● **Extract**:
_ _ _ _

Confidence Intervals

Terms

Point Estimate is a single value calculated from a sample of data that is used to estimate the value of an unknown parameter of a population.


Confidence Interval is a range of values that likely contains the true population parameter with a certain level of confidence.


Level of Confidence is a probability that the confidence interval actually captures a true value.

Before we discuss confidence intervals, we need to learn about bootstrapping 🥾

Bootstrapping

This is a technique used to estimate the sampling distribution of a statistic by repeatedly re-sampling from the observed data with replacement

Bootstrap Example

This is our sample.

\[(-5,0)*--*-*-*-*---(0,0)--\stackrel{\mu}{|}--*--*--*-*-- (5,0)\]

Then randomly pull 3 values, which becomes our data.

\[(-5,0)---*-----(0,0) \stackrel{\mu}{|}----*-----*-- (5,0)\]

Plot our mean then throw those values back in (i.e., replacement) and pull another 3.

\[(-5,0)--------(0,0)----*--*-\stackrel{\mu}{|}-*---- (5,0)\]

Plot that mean and repeat!

Bootstrap Example

Eventually we will have tons of means (we only have 9 in our example here) but in reality we would have hundreds or even thousands huddled around a similar point on our number line.


\[(-5,0)-\stackrel{\mu}{|}----\stackrel{\mu}{|}---(0,0)---\stackrel{\mu}{|}-\stackrel{\mu}{|}-\stackrel{\mu}{|}-\stackrel{\mu}{|}-\stackrel{\mu}{|}-\stackrel{\mu}{|}---\stackrel{\mu}{|}- (5,0)\]


Once we have these, we have robust estimates of a true mean within a sample.

Great, but what does this have to do with confidence intervals?

Confidence Intervals

Well, when we bootstrapped we essentially created an empirical sampling distribution.


\[(-5,0)-\stackrel{\mu}{|}----\stackrel{\mu}{|}---(0,0)---\stackrel{\mu}{|}-\stackrel{\mu}{|}-\stackrel{\mu}{|}-\stackrel{\mu}{|}-\stackrel{\mu}{|}-\stackrel{\mu}{|}---\stackrel{\mu}{|}- (5,0)\]


And as a result we can identify the percentiles that corresponds to your desired confidence level.


These percentiles from the bootstrap replicates become the lower and upper bounds of what we will call a confidence interval.

Confidence Intervals

Now that we have this sampling distribution we can calculate our 95% confidence interval.


Which simply means, we have a 95% certainty that our population mean will fall between the two red lines.


And 5% of the time, our population mean could fall outside of that zone.


\[(-5,0)-\stackrel{\mu}{|}--\stackrel{\mu}{|}---(0,0)---\color{red}\vert-\stackrel{\mu}{|}-\stackrel{\mu}{|}-\stackrel{\mu}{|}-\stackrel{\mu}{|}-\stackrel{\mu}{|}-\stackrel{\mu}{|}-\color{red}\vert--\stackrel{\mu}{|}- (5,0)\]

Time for Math! 🧮

Confidence Interval

\[\text{CI} = \bar{x} \pm z \frac{s}{\sqrt{n}}\]


\(\bar{x}\) = sample mean

\(z\) = confidence level

\(s\) = sample standard deviation

\(n\) = sample size

  • Large sample are \(\geq 30\)

_ _ _ _

Data listing

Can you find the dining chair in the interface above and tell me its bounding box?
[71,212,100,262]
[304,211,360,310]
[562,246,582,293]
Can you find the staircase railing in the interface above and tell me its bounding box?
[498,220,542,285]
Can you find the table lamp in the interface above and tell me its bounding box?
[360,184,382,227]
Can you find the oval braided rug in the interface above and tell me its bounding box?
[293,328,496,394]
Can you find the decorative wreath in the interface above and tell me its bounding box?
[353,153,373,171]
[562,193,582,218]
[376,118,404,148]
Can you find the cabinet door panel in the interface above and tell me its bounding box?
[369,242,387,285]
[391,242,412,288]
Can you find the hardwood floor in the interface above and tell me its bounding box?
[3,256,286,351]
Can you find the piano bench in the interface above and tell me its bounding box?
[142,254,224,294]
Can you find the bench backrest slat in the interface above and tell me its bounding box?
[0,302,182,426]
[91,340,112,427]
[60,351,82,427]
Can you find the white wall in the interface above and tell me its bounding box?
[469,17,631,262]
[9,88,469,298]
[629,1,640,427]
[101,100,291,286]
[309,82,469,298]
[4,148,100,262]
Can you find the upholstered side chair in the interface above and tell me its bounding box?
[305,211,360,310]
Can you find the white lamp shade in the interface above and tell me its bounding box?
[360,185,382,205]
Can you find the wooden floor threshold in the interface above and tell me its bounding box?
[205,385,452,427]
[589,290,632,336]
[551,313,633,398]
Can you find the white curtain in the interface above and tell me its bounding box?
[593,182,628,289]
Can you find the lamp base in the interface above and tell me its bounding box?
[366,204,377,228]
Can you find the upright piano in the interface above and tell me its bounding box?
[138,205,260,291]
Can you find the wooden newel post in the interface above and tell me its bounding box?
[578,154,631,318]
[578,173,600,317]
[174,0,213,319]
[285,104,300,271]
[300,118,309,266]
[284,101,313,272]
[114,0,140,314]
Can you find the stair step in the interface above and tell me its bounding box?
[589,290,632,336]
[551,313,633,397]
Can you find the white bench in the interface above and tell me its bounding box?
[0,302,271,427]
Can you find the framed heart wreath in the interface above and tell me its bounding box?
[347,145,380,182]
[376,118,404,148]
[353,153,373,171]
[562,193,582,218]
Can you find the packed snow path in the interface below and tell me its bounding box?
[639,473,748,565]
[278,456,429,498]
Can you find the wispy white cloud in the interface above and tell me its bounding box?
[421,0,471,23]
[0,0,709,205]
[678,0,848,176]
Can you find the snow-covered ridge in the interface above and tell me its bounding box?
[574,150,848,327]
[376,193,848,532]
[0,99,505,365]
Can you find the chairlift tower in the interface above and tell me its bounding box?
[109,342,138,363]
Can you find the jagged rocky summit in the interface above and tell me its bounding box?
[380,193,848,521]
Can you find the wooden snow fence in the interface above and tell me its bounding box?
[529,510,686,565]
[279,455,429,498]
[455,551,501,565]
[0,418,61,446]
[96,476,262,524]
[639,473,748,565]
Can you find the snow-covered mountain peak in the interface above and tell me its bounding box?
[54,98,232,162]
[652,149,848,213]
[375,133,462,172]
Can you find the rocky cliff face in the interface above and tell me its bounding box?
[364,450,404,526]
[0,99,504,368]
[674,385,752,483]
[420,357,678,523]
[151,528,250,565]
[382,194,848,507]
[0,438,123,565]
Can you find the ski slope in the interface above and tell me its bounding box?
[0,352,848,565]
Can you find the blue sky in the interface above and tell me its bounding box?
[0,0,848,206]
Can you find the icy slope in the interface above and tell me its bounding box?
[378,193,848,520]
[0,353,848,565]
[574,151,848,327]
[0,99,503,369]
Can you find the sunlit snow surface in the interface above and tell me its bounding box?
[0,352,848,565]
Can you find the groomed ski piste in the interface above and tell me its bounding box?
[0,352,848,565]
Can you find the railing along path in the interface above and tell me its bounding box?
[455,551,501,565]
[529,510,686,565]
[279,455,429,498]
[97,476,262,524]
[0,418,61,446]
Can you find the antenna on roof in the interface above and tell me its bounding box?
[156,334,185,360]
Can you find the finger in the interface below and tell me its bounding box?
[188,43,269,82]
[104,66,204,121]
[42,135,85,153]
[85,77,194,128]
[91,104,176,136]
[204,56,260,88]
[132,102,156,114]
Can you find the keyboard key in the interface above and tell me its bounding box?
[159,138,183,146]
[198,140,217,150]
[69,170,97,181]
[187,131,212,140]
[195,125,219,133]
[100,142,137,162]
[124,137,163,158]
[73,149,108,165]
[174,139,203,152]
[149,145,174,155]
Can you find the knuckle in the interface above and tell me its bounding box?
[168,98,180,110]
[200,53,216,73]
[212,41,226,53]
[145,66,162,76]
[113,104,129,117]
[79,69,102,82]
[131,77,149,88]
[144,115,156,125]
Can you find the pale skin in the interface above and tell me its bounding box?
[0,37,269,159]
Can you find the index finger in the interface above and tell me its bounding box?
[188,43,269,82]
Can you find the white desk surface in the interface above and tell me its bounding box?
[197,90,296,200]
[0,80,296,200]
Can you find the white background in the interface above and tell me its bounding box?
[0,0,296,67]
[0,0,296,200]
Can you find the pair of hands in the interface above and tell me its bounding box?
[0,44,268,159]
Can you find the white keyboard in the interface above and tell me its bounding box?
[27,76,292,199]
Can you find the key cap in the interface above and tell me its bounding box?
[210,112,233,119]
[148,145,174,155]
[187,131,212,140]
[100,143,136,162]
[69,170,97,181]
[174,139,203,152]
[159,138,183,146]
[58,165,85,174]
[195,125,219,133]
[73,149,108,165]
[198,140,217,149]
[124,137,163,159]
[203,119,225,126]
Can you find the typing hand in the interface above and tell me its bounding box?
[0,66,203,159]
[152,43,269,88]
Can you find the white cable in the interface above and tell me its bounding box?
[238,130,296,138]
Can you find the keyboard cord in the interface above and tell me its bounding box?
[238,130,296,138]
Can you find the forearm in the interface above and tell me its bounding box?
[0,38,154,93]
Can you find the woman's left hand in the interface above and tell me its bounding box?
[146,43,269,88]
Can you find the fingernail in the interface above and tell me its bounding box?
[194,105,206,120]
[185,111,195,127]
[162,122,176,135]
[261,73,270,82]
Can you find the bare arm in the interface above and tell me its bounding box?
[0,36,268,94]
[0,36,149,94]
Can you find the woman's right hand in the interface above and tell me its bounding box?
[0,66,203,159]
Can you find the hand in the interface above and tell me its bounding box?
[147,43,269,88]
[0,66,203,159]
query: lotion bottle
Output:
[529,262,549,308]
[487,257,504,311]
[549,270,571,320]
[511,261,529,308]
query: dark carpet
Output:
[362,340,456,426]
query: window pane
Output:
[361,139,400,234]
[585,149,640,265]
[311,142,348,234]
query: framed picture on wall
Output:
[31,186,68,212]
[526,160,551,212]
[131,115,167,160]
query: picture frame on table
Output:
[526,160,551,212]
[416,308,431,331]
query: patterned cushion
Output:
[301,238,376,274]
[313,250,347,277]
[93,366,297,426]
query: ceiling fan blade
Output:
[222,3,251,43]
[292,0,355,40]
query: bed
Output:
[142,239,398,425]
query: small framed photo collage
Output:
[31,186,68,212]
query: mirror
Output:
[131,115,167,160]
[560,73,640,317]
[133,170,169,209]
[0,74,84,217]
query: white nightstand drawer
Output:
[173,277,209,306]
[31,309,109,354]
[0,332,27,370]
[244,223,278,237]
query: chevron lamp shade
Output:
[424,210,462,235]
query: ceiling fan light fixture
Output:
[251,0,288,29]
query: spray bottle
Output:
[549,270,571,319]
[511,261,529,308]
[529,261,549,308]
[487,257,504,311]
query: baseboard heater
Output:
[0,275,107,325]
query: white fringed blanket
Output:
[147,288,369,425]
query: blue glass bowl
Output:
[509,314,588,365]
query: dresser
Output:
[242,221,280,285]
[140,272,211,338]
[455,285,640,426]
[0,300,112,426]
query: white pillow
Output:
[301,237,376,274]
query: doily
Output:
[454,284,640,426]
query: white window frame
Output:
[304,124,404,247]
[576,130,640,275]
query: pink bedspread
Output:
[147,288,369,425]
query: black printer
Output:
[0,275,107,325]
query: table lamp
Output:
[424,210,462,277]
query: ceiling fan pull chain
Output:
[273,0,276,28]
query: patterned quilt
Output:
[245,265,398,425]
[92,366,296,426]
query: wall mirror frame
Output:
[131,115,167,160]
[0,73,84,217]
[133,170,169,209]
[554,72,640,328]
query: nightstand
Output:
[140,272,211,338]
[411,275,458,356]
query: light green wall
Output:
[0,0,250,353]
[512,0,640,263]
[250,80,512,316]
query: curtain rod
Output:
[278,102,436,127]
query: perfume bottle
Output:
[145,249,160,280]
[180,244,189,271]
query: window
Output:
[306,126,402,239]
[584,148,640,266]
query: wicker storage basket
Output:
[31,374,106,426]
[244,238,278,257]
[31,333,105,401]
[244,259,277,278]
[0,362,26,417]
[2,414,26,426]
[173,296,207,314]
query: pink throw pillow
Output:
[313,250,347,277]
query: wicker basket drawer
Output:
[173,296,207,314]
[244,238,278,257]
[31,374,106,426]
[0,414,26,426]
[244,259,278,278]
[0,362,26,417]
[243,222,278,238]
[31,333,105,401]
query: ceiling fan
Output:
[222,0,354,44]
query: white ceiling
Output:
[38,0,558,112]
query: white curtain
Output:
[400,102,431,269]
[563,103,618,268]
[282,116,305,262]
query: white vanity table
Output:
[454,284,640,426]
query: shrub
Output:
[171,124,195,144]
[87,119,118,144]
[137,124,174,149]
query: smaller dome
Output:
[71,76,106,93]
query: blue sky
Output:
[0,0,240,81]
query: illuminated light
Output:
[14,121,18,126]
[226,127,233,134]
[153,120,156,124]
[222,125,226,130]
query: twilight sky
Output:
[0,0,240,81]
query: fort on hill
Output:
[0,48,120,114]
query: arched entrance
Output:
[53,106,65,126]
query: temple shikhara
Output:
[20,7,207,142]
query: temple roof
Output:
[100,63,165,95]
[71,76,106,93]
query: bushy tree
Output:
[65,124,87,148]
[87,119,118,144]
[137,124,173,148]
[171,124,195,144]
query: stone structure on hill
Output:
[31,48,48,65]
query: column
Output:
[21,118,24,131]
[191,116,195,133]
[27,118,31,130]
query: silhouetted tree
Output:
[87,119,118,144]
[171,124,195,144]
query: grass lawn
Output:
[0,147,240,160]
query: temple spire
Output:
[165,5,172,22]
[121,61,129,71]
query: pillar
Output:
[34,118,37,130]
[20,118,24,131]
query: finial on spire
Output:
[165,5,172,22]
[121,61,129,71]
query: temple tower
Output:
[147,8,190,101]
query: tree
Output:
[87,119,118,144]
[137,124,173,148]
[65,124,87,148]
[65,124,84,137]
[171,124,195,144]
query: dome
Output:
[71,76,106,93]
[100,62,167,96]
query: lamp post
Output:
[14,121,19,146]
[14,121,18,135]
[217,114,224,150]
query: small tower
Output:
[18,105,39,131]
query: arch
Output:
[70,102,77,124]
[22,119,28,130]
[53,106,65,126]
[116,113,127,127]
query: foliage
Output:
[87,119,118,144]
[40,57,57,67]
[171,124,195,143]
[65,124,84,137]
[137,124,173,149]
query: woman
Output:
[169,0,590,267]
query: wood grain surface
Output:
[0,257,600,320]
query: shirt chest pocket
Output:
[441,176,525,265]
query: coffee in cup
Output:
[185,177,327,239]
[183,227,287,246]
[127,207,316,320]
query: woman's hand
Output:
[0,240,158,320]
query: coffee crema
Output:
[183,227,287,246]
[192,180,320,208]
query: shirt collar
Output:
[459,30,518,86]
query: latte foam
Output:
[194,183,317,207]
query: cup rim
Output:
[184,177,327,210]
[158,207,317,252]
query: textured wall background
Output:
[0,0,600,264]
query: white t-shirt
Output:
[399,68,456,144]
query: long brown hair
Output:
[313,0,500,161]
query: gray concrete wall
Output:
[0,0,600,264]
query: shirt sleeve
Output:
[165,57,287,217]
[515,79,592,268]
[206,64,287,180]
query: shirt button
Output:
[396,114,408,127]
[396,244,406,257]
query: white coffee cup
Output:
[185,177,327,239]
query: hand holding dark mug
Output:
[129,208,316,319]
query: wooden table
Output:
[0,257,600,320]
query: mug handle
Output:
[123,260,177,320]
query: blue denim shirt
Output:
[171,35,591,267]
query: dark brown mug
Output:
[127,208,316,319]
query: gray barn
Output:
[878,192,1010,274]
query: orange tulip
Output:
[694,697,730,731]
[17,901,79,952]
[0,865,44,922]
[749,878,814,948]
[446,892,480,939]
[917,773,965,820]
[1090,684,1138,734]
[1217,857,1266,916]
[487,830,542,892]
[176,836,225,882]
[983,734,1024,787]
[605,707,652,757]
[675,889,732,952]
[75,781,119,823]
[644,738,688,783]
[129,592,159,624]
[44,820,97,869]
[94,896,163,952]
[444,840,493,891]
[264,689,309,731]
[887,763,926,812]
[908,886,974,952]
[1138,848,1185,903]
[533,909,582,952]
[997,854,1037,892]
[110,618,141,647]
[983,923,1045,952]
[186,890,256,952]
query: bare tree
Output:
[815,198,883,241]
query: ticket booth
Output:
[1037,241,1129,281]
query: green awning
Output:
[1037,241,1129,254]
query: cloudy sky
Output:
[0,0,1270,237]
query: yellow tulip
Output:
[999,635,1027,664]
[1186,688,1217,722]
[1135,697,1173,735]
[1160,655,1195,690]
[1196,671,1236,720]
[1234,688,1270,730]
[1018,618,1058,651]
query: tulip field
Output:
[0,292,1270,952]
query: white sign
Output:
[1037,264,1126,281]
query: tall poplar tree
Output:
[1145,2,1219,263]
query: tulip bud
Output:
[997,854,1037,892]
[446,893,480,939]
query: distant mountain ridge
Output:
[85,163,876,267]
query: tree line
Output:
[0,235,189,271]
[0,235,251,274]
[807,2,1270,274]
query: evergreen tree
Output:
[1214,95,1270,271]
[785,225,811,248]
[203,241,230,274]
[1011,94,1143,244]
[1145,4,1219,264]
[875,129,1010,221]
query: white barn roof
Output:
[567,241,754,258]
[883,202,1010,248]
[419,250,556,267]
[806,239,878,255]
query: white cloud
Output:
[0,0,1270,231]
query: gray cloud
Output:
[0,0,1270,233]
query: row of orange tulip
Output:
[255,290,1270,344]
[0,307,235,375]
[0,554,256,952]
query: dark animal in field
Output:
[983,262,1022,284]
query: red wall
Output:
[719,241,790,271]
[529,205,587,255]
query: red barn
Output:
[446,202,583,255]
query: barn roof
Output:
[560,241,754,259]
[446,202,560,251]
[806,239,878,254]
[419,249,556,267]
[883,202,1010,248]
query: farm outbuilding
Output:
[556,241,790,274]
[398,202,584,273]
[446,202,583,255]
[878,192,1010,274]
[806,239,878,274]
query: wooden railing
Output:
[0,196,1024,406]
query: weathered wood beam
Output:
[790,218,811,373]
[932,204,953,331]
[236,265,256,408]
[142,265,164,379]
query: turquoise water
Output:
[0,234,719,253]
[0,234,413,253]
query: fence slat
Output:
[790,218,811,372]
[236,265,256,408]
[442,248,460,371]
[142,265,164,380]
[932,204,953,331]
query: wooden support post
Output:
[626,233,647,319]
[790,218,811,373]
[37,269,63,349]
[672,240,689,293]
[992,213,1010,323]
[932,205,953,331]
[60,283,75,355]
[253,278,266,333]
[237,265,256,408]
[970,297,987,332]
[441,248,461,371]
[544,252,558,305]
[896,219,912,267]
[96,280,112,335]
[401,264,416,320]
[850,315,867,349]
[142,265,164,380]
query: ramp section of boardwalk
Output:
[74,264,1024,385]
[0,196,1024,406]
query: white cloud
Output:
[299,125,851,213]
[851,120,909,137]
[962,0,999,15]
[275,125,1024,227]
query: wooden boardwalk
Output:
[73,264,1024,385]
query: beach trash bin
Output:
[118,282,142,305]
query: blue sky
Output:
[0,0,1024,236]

_ _ _ _

● **Work to complete**:
1. Reproduce the part of the confidence intervals page from "This is our" up to and including "pull another 3.".
2. Answer these questions from the confidence intervals page:
(a) How many values are pulled at a time in the bootstrap example?
(b) How many means does the example end up with?
(c) What does z stand for in the confidence interval formula?

● **Solutions to each task**:
1.
This is our sample.

\[(-5,0)*--*-*-*-*---(0,0)--\stackrel{\mu}{|}--*--*--*-*-- (5,0)\]

Then randomly pull 3 values, which becomes our data.

\[(-5,0)---*-----(0,0) \stackrel{\mu}{|}----*-----*-- (5,0)\]

Plot our mean then throw those values back in (i.e., replacement) and pull another 3.

2.
(a) 3
(b) 9
(c) Confidence level